[INFORMATION SUPPLIED Boundary: Start]

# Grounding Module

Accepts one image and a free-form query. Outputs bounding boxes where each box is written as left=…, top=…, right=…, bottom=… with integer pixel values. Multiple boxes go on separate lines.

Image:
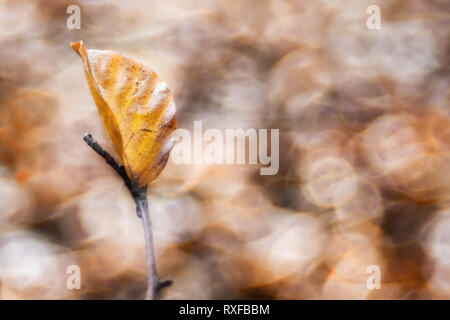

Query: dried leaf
left=72, top=41, right=177, bottom=188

[INFORMATION SUPPLIED Boundary: End]

**EXERCISE**
Your task is to set down the records shown above exactly, minus any pictures.

**EXERCISE RESPONSE**
# Grounding Module

Accepts one image and a free-form query. Outputs bounding boxes where each box is written as left=…, top=…, right=…, bottom=… with integer pixel values. Multiple boxes go on separate lines.

Image:

Query: dried leaf
left=72, top=41, right=177, bottom=188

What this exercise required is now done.